### HOW TO COMPLETE THIS TASK
Word for word, reproduce each of the entries.

(Dataset entries)

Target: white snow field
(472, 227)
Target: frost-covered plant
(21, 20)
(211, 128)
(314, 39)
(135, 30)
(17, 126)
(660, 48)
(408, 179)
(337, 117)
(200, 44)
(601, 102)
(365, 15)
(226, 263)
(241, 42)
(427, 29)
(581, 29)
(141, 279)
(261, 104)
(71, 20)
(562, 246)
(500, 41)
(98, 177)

### TASK OUTPUT
Target: white snow field
(472, 227)
Target: frost-covered plant
(21, 20)
(211, 128)
(314, 39)
(135, 30)
(17, 126)
(660, 48)
(408, 179)
(337, 117)
(200, 44)
(601, 102)
(365, 15)
(226, 263)
(241, 42)
(427, 29)
(581, 29)
(141, 279)
(261, 104)
(71, 20)
(562, 246)
(500, 41)
(98, 177)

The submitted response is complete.